▶ [Collection entries]
____

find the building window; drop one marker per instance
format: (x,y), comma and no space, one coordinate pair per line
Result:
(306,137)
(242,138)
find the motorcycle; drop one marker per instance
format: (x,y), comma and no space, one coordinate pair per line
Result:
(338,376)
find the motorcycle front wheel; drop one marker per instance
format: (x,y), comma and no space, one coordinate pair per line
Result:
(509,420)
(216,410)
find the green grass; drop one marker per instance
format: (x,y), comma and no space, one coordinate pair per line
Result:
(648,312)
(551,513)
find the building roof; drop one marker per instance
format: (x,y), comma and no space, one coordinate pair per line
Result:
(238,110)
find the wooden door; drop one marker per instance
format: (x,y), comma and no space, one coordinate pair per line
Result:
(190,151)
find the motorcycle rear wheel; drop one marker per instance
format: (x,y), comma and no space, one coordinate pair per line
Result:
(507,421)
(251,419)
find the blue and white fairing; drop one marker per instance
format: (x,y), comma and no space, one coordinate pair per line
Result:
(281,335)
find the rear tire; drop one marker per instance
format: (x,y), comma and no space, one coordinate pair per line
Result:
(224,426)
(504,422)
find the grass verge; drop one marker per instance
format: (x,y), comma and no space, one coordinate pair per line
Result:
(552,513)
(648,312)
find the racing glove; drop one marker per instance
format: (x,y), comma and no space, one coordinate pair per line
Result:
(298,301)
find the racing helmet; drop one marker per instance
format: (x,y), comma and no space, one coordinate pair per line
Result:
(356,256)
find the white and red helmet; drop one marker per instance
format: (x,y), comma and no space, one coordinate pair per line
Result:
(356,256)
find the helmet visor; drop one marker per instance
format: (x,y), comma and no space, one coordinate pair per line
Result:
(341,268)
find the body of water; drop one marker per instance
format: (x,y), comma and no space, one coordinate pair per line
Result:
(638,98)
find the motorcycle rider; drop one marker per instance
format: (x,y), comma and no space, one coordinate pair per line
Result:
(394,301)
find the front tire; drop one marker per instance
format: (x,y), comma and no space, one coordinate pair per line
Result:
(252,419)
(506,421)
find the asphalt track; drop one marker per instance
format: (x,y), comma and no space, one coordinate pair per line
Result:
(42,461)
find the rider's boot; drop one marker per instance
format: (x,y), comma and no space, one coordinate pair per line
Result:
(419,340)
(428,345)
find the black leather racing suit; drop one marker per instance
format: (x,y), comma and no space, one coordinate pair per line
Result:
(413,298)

____

▶ [HOW TO COMPLETE THIS TASK] From the data above, copy each line exactly.

▶ [TASK SOLUTION]
find the building window; drop one marker per instance
format: (x,y), comma and no space, one coordinate pair per line
Result:
(306,137)
(242,138)
find the motorcycle; drop one marker per instance
format: (x,y), comma and no space, one coordinate pair per line
Result:
(338,376)
find the motorcycle front wheel; drop one marker per instance
format: (x,y), comma and no space, one coordinate pair per line
Result:
(509,420)
(216,410)
find the green grass; drop one marker per instance
format: (x,y), comma and no space, one coordinate pair per line
Result:
(648,312)
(551,513)
find the building roof; drop one marker per instance
format: (x,y), comma and no space, one coordinate pair per line
Result:
(238,110)
find the wooden door; drop one marker per instance
format: (x,y), comma and no space, one coordinate pair per line
Result:
(190,151)
find the motorcycle rear wheel; drop one marker per instance
format: (x,y), comma and no space, one coordinate pair per line
Result:
(507,421)
(251,419)
find the blue and white fairing; drop one marker per instance
format: (x,y), comma and no space, one coordinate pair per line
Result:
(281,335)
find the rear tire; drop one marker per instance
format: (x,y), comma and no space, one coordinate pair per line
Result:
(224,426)
(504,422)
find the grass verge; drop one marker per instance
format: (x,y), comma and no space, one coordinate pair per line
Result:
(552,513)
(648,312)
find the racing glove; drop one marker per instance
format: (x,y), comma and no space, one coordinate pair per line
Result:
(298,301)
find the racing helmet; drop one marker per instance
format: (x,y), comma and no space, one coordinate pair per line
Result:
(356,256)
find the white and red helmet; drop one marker per instance
format: (x,y), comma and no space, one coordinate pair per line
Result:
(356,256)
find the helmet visor; drop one marker per instance
format: (x,y), comma and no space, one coordinate pair per line
Result:
(341,268)
find the body of water; drop one marker per instance
format: (x,y), comma and no space, one coordinate pair per line
Result:
(638,98)
find the motorcycle rider; drop one marker per instance
format: (x,y), comma and no space, one coordinate pair per line
Result:
(394,301)
find the front tire; drop one marker per instance
format: (x,y), comma and no space, one coordinate pair per line
Result:
(252,419)
(506,421)
find the asphalt track; drop one marker per instance
format: (x,y), comma and no space, one coordinate pair per line
Result:
(42,461)
find the rider's boot; drop one marker per instance
format: (x,y), comma and no space, one coordinate pair per line
Result:
(419,340)
(428,345)
find the black leather racing suit; drop one marker per instance
format: (x,y), comma and no space, one coordinate pair per line
Result:
(413,298)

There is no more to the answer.